### PROBLEM TO WORK ON
Copy out exactly, from the entries that follow, the line holding "blue sky as a single point per instance.", the line holding "shrub as a single point per instance.", and all lines between them, but no pictures.

### DATASET ENTRIES
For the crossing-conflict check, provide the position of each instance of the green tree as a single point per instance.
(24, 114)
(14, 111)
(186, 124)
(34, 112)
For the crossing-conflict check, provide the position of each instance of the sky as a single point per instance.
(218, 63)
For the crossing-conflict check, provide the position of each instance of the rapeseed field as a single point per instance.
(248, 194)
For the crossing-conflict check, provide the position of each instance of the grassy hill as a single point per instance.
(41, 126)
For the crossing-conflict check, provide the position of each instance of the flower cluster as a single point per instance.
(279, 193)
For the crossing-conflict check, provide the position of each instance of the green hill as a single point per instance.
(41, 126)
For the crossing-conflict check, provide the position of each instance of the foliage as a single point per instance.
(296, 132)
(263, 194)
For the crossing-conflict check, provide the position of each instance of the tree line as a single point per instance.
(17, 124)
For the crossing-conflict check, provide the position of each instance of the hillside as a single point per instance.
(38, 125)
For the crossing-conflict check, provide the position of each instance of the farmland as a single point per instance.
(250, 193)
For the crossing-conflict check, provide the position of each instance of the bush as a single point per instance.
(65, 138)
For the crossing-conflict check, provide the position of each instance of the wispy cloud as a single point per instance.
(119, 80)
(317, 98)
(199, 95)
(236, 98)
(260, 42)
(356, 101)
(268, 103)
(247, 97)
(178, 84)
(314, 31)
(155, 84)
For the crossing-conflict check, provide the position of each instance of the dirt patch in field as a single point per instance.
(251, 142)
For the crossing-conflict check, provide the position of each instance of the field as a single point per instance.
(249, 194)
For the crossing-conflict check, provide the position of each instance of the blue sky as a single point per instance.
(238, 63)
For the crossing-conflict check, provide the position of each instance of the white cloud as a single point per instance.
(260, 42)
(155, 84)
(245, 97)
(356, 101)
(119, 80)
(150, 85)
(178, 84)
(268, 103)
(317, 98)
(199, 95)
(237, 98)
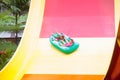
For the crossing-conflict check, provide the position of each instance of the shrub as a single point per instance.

--

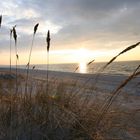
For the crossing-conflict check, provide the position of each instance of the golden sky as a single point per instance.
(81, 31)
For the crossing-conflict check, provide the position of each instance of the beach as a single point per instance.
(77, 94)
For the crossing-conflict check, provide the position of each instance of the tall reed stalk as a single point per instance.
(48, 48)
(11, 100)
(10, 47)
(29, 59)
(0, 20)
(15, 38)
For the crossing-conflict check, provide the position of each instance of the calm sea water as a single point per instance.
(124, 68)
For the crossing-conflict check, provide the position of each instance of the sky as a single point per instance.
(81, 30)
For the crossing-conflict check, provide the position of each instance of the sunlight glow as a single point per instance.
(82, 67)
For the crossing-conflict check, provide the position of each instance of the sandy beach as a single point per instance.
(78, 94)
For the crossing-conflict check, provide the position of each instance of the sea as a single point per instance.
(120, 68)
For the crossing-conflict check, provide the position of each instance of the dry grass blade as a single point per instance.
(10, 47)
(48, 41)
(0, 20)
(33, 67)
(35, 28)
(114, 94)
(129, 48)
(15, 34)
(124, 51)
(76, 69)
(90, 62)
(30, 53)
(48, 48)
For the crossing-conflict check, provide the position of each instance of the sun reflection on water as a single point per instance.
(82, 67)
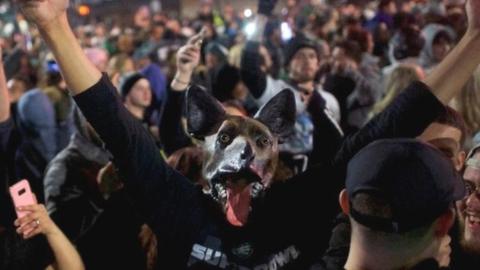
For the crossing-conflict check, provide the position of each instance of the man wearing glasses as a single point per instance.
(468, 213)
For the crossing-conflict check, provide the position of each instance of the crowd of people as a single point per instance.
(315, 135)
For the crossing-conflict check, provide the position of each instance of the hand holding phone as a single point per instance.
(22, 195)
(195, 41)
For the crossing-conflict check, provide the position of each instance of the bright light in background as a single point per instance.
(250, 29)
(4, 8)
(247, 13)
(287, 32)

### RESULT FOR THIS TASK
For the crossing-conflict check, provide the position of each instance of the blue sky as a single point per instance.
(238, 63)
For the crossing-conflict check, provide the position of each instance of the white cloud as a single point per instance.
(260, 42)
(155, 84)
(245, 97)
(356, 101)
(119, 80)
(150, 85)
(178, 84)
(268, 103)
(317, 98)
(199, 95)
(237, 98)
For the crossing-conflict check, provide the position of each instance of the shrub as a single point per instance.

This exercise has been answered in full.